====== Data shown

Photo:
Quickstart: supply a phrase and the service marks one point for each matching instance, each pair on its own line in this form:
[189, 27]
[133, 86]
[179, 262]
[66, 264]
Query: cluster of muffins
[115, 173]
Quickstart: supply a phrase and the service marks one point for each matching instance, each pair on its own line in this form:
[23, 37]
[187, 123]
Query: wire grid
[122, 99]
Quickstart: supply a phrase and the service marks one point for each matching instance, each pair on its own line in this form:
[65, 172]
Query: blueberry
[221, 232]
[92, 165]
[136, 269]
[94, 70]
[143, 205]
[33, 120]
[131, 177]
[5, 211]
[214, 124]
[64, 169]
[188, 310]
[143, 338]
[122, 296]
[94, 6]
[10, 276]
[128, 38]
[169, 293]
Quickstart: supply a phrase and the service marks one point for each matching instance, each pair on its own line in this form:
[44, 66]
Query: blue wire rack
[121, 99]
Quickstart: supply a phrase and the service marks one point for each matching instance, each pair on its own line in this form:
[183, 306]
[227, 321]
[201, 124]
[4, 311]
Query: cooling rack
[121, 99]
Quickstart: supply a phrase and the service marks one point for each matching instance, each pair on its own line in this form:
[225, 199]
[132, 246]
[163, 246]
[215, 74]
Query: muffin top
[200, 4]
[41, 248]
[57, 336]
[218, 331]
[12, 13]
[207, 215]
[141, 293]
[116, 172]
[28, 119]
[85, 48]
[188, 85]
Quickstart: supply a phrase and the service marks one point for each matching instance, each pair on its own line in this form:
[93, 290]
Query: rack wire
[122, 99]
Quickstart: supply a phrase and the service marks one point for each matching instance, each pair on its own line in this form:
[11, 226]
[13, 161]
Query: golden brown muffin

============

*Problem to solve*: Repeat every entry exactly as written above.

*Full solution*:
Photo:
Quickstart: supply a phrase and the service marks one point for each matching instance, each pair on its own line in this form:
[189, 27]
[133, 86]
[179, 262]
[66, 264]
Query: cluster of muffins
[115, 173]
Quickstart: supply a phrase and the service marks one point for each matching instance, each pair on its own line in this form:
[23, 37]
[187, 123]
Query: wire grid
[122, 99]
Quickstart: supply a phrase and the service marks one point for each matching instance, each pair on its own line in this form:
[65, 172]
Query: blueberry
[221, 232]
[92, 165]
[136, 269]
[94, 70]
[143, 205]
[33, 120]
[131, 177]
[5, 211]
[214, 124]
[64, 169]
[188, 310]
[143, 338]
[122, 296]
[94, 6]
[10, 276]
[128, 38]
[169, 293]
Quickstart: supply a phrase and the service marks one point for each matching instance, each pair on its own line in this form:
[44, 66]
Query: blue wire rack
[121, 99]
Quickstart: supply a phrase and the service marks one point for each matching instance, each pair on its own line in this form:
[183, 306]
[227, 321]
[201, 124]
[4, 311]
Query: cooling rack
[121, 99]
Quickstart: supply a phrase and the service marks one point for each matching instance, each pair on its own line in this form:
[225, 199]
[132, 246]
[163, 246]
[215, 74]
Query: muffin top
[200, 4]
[41, 248]
[57, 336]
[218, 331]
[12, 13]
[207, 215]
[141, 293]
[116, 172]
[28, 119]
[85, 48]
[188, 85]
Quickstart: supply a phrase and the service marks one point for each matching instance, each pair on its own line in this form:
[93, 290]
Query: rack wire
[122, 99]
Quickstart: supply a phrase and the service marks one point for each matching instance, each pair on its own line in this form:
[11, 226]
[13, 161]
Query: golden brown muffin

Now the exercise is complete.